### EXERCISE TEXT
Molecular Gastronomy – Spherical mango yolk
By Chef Tali Clavijo
Hey there, I’m happy to let you know that this post is the first of three back to back basic spherification posts. These recipes and experiments are designed to help you learn and deconstruct the concept of spherification for yourself while having fun in your kitchen.
So, yesterday I decided to open up my sodium alginate and thus open the gateway for spherification and more advanced molecular gastronomy. Sodium alginate is derived from different types of brown algae which grow in cold water regions all over the planet! It gels in the presence of Calcium and is soluble in cold and warm liquids.
What I set out to test for this experiment was to see if using the sodium alginate would in fact gel in presence of calcium ion. I also wanted to test to see if that gel would be strong enough to hold firm when combined with the mango puree.
For this experiment/recipe I needed a spherical mango base that consisted of sodium alginate (1.8g), sodium citrate (1.3g), water (250g), and mango pure (250g).
What I did first was to mix the sodium citrate in water in my vita-mix blender.
I added the sodium alginate and blended again.
Once the two ingredients where blended I transferred the solution to a saucepan until boiling stirring constantly.
After I reached a boil I allowed the mixture to cool down. Once the mixture cools down enough you could add the mango puree.
But first, let’s do the mango puree.
How I pureed my mangoes was quite easy. All I did was peel three mangoes and cut them into chunks.
After I cut up the mangoes I transferred them to the vita-mix for blending. I put the magoes in the blender until a puree formed (about level 6 for 2min).
Next, I combined the mango pure with the sodium alginate and sodium citrate solution.
After I combine these ingredients I keep them in a hermetically sealed container and stick it in my refrigerator.
Once I had the mango base ready I had to prepare the calcium bath. In this experiment I used the texturas line ‘Calcic’ molecular powder. This powder is composed of granulated calcium chloride, and has a high water solubility.
I prepared this bath by combining Calcic (6.5g) with water (1000g) and mixing it with my immersion blender.
mixing with my immersion blender until completely dissolved. I also made sure to place the mixture in a container that allowed for a height of about 5 cm (2.5in).
Once the water was mixed I prepared for the spherification process. For this procedure all I had to do was take my mango mixture and drop it in the Calci bath. How I did this was to simply use a hemispherical spoon.
Once the mango mixture is the Calcic bath you could gently use your finger to guide the mango sphere into the Calcic bath. Leave the spherical mango for 2 min in the bath.
Leave the spherical mango ravioli for 2 min in the bath. Take out the mango sphere and clean them in cold water by dunking the sphere in a pool of clean cold water. Strain the water from the mango sphere and dry them on absorbent paper, trying not to break them.
The mango spheres have a tough enough texture on the outside yet a liquid explosive interior.
The results were clear, the sodium alginate did in fact gel in the presence of calcium ions. The reaction happened instantly and it held throughout the experiment. The inside of the mango sphere was liquid and the outside was gelled tough but delicate texture. The taste was amazing and the process was exhilarating.
As you can see in the pictures above the mango spheres held their texture when exposed to the outside world. This leaves an endless amount of possibilities for further experimentation and recipes.

### SUPPLIED INFORMATION
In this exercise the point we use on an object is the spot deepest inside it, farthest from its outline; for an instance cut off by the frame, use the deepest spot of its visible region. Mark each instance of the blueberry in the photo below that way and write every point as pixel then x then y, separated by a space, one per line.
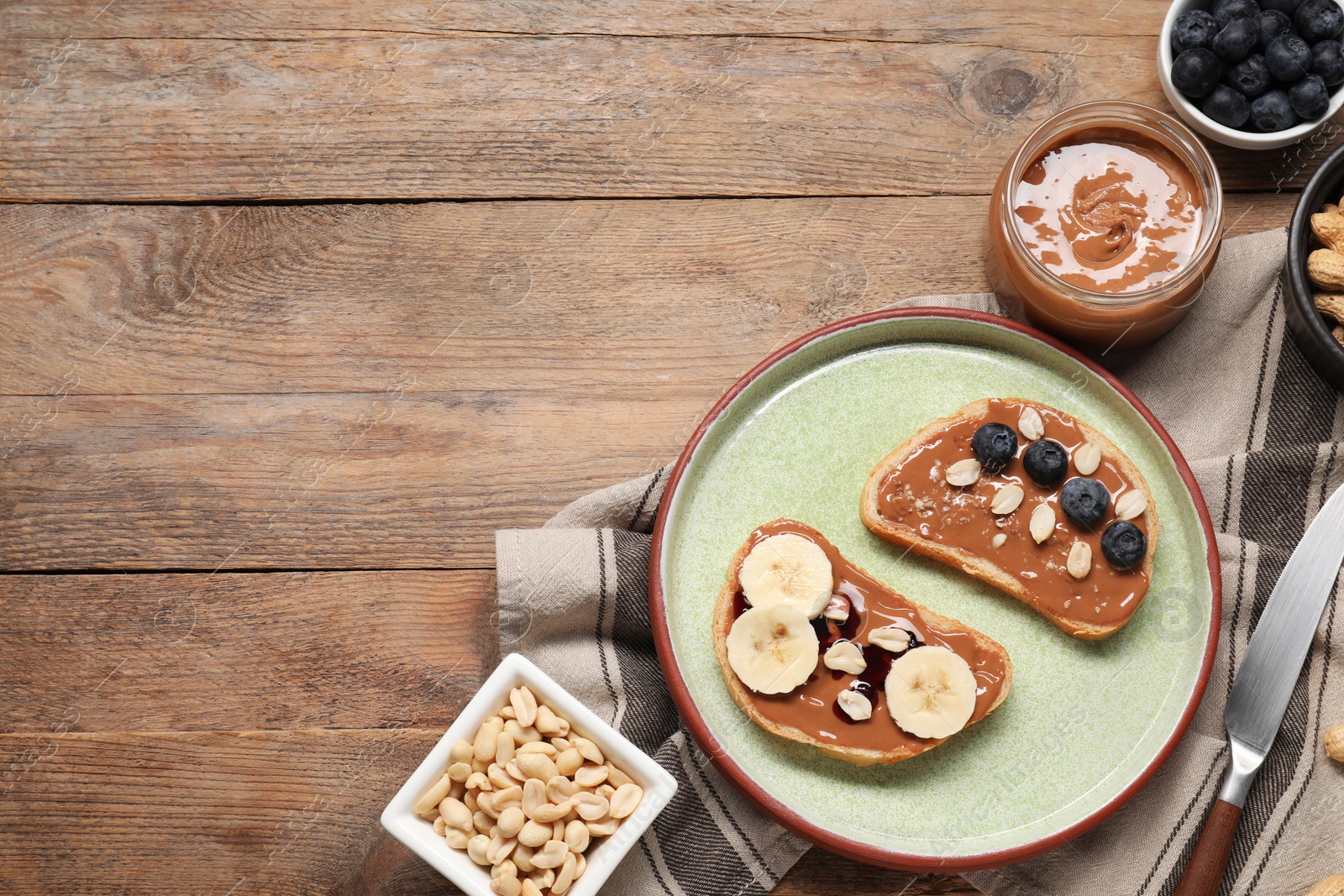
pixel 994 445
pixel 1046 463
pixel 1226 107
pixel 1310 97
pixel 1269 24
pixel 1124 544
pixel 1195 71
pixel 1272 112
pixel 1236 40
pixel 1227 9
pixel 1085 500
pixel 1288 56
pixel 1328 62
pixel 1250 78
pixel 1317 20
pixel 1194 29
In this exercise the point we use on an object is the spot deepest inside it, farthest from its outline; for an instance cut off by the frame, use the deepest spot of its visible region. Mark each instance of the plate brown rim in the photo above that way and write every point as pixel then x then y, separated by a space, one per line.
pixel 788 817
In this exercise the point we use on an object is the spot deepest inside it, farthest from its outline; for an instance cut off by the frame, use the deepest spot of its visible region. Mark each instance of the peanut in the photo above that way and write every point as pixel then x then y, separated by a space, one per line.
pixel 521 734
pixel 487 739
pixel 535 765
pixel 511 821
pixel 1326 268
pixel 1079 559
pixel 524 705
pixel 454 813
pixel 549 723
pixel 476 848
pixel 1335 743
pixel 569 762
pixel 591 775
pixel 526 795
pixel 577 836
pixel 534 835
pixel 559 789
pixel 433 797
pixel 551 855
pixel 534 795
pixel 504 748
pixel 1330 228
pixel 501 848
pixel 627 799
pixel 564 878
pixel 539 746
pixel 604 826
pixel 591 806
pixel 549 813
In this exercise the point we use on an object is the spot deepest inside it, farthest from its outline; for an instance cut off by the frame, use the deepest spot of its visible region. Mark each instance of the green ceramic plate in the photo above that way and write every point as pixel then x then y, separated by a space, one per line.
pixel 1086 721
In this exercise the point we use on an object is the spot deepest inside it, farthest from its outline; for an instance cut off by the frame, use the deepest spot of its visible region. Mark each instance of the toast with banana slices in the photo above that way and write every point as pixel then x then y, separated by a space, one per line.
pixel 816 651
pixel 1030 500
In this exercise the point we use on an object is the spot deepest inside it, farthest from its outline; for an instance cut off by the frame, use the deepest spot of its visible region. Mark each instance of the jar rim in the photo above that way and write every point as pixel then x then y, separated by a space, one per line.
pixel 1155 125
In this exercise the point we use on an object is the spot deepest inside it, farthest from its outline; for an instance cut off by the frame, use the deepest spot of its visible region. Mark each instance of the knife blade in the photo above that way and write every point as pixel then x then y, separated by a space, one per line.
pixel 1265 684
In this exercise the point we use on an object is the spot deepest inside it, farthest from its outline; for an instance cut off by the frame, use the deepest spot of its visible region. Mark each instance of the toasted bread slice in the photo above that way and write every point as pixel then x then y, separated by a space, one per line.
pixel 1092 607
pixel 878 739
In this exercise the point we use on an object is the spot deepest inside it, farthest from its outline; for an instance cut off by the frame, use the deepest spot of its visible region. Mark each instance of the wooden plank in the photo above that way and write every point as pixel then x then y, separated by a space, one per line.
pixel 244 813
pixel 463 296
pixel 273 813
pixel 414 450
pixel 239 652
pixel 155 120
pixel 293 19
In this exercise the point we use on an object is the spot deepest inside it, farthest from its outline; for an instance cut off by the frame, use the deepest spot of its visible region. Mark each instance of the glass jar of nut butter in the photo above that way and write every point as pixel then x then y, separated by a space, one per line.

### ASSIGNED TASK 1
According to the mango spherification post, what is sodium alginate derived from?
### ASSIGNED TASK 2
Rewrite the paragraph of the mango spherification post that begins "Once I had the mango base ready" more briefly, keeping its main facts.
The items can be left aside; you won't need them.

### EXPECTED OUTPUT 1
Different types of brown algae that grow in cold water regions all over the planet.

### EXPECTED OUTPUT 2
With the mango base ready, the next step was the calcium bath, made with the texturas line 'Calcic' molecular powder, which is granulated calcium chloride and highly soluble in water.